> [YOUR TASK] Convert every line of the entries below into a JSON array of strings, one string per line, skipping blank lines and leaving out the pictures.

> [AVAILABLE DATA]
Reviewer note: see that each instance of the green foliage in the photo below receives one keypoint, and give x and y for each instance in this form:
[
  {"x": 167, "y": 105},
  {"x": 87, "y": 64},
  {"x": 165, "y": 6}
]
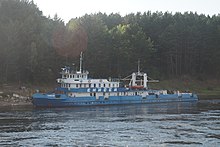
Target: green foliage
[{"x": 34, "y": 47}]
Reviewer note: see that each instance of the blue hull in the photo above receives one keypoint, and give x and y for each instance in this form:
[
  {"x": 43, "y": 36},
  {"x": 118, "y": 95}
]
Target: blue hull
[{"x": 61, "y": 100}]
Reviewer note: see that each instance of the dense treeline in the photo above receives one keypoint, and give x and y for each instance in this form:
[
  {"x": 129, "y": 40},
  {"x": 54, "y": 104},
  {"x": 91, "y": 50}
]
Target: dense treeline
[{"x": 34, "y": 47}]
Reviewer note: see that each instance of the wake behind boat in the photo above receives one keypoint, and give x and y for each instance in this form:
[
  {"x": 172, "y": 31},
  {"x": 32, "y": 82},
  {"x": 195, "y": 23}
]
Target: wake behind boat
[{"x": 77, "y": 89}]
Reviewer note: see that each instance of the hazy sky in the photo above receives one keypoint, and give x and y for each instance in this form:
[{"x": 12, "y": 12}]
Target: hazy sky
[{"x": 67, "y": 9}]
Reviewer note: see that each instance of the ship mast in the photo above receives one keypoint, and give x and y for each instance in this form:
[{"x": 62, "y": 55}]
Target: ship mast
[{"x": 80, "y": 64}]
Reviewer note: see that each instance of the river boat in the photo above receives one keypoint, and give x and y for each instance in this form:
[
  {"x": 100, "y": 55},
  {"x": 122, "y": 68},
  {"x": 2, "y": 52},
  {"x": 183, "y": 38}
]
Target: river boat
[{"x": 77, "y": 89}]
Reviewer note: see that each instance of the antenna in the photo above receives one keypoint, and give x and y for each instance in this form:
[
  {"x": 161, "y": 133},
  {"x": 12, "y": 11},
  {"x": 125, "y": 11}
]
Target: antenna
[
  {"x": 138, "y": 65},
  {"x": 80, "y": 65}
]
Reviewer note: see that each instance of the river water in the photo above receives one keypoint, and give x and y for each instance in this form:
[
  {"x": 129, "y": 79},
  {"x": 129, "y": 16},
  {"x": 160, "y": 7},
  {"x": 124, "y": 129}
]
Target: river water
[{"x": 165, "y": 124}]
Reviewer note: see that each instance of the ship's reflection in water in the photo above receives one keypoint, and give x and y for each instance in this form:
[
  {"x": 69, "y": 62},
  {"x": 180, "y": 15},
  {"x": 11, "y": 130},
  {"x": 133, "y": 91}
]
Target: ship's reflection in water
[{"x": 165, "y": 124}]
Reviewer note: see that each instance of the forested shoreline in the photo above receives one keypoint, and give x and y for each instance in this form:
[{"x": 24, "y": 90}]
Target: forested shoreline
[{"x": 34, "y": 47}]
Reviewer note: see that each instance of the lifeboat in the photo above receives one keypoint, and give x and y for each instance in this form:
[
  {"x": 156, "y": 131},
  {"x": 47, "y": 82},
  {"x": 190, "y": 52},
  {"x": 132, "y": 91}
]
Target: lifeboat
[{"x": 137, "y": 87}]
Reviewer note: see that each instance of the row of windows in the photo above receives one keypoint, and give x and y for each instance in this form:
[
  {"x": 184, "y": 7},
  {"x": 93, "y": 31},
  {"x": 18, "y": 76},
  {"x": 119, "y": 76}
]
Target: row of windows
[
  {"x": 89, "y": 85},
  {"x": 74, "y": 76}
]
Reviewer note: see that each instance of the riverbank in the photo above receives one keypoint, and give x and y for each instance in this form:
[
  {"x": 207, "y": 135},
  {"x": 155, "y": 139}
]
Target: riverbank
[
  {"x": 20, "y": 94},
  {"x": 14, "y": 94}
]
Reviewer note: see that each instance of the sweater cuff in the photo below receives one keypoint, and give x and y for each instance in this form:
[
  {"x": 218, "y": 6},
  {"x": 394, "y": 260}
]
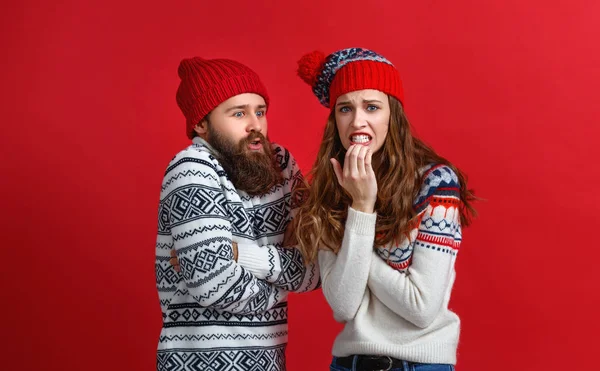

> [THE COMPLETED TASK]
[
  "Reviewer note: see that each instance of the green foliage in the photo below receives one keypoint, and give x and y for each instance in this form:",
  "[",
  "  {\"x\": 167, \"y\": 105},",
  "  {\"x\": 87, \"y\": 64},",
  "  {\"x\": 165, \"y\": 6}",
  "]",
  "Target: green foliage",
  "[{\"x\": 34, \"y\": 47}]",
  "Reviewer note: see that each instance of the blue hull in the photo above receives one keypoint, and give x and y for each instance in this form:",
  "[",
  "  {\"x\": 43, \"y\": 36},",
  "  {\"x\": 118, \"y\": 95}",
  "]",
  "Target: blue hull",
  "[{\"x\": 61, \"y\": 100}]",
  "Reviewer note: see that each instance of the dense treeline in the photo above receives one keypoint, and give x and y for each instance in this form:",
  "[",
  "  {\"x\": 129, \"y\": 40},",
  "  {\"x\": 54, \"y\": 104},",
  "  {\"x\": 91, \"y\": 50}",
  "]",
  "Target: dense treeline",
  "[{\"x\": 34, \"y\": 47}]",
  "Reviewer note: see that each instance of the wake behind boat in the photo above receives one keypoint, and give x and y for each instance in this form:",
  "[",
  "  {\"x\": 172, \"y\": 31},",
  "  {\"x\": 32, \"y\": 82},",
  "  {\"x\": 195, \"y\": 23}",
  "]",
  "Target: wake behind boat",
  "[{\"x\": 77, \"y\": 89}]",
  "Reviewer note: see that each instance of the hazy sky in the photo above receives one keypoint, and give x and y for each instance in this form:",
  "[{\"x\": 12, \"y\": 12}]",
  "Target: hazy sky",
  "[{\"x\": 67, \"y\": 9}]",
  "Reviewer note: see that each instance of the ship mast in the photo above receives one keypoint, and give x and y for each instance in this form:",
  "[{\"x\": 62, \"y\": 55}]",
  "Target: ship mast",
  "[{\"x\": 80, \"y\": 64}]",
  "Reviewer note: see that each instance of the river boat in the photo above receives one keypoint, and give x and y for each instance in this form:",
  "[",
  "  {\"x\": 100, \"y\": 55},",
  "  {\"x\": 122, \"y\": 68},",
  "  {\"x\": 2, \"y\": 52},",
  "  {\"x\": 183, \"y\": 38}",
  "]",
  "Target: river boat",
  "[{\"x\": 77, \"y\": 89}]",
  "Reviewer note: see that each instance of the antenna in the photo above receives one keypoint, and give x and y for each instance in this form:",
  "[",
  "  {\"x\": 161, \"y\": 133},",
  "  {\"x\": 12, \"y\": 11},",
  "  {\"x\": 125, \"y\": 11}",
  "]",
  "Target: antenna",
  "[",
  "  {\"x\": 138, \"y\": 65},",
  "  {\"x\": 80, \"y\": 65}",
  "]",
  "Reviewer note: see that each instance of the river water in the photo above receives one keypoint, and give x and y for each instance in this form:",
  "[",
  "  {\"x\": 129, \"y\": 79},",
  "  {\"x\": 129, \"y\": 16},",
  "  {\"x\": 160, \"y\": 7},",
  "  {\"x\": 124, \"y\": 129}",
  "]",
  "Target: river water",
  "[{\"x\": 165, \"y\": 124}]",
  "Reviewer note: see that each instance of the ship's reflection in water in the photo above receives one keypoint, and give x and y for each instance in this form:",
  "[",
  "  {\"x\": 69, \"y\": 62},",
  "  {\"x\": 180, \"y\": 15},",
  "  {\"x\": 11, \"y\": 130},",
  "  {\"x\": 133, \"y\": 91}",
  "]",
  "Target: ship's reflection in water",
  "[{\"x\": 165, \"y\": 124}]",
  "Reviewer note: see that each instance of the forested shoreline in the photo above receives one keypoint, and give x and y for each instance in this form:",
  "[{\"x\": 24, \"y\": 90}]",
  "Target: forested shoreline",
  "[{\"x\": 34, \"y\": 47}]",
  "Reviewer note: see that each instance of the lifeboat in the photo above receives one keypoint, and give x and y for each instance in this form:",
  "[",
  "  {\"x\": 156, \"y\": 131},",
  "  {\"x\": 47, \"y\": 82},",
  "  {\"x\": 190, \"y\": 52},",
  "  {\"x\": 132, \"y\": 91}",
  "]",
  "Target: lifeboat",
  "[{\"x\": 137, \"y\": 87}]",
  "Reviewer note: see that each instance of the row of windows in the photo above receives one keypoint, and give x and y for each instance in this form:",
  "[",
  "  {\"x\": 184, \"y\": 7},",
  "  {\"x\": 93, \"y\": 31},",
  "  {\"x\": 18, \"y\": 76},",
  "  {\"x\": 119, \"y\": 76}",
  "]",
  "Target: row of windows",
  "[",
  "  {\"x\": 89, \"y\": 85},",
  "  {\"x\": 74, \"y\": 76}",
  "]",
  "Reviewer note: see that each instance of the riverbank in the photo above receives one keypoint, and give x and y for each instance in this form:",
  "[",
  "  {\"x\": 207, \"y\": 135},",
  "  {\"x\": 155, \"y\": 139}",
  "]",
  "Target: riverbank",
  "[",
  "  {\"x\": 20, \"y\": 94},",
  "  {\"x\": 14, \"y\": 94}",
  "]",
  "Reviewer note: see that each instance of the sweater cuff in the photo below receives one keypoint, and give x and y for each instance in this form:",
  "[",
  "  {\"x\": 218, \"y\": 6},",
  "  {\"x\": 394, \"y\": 260}",
  "]"
]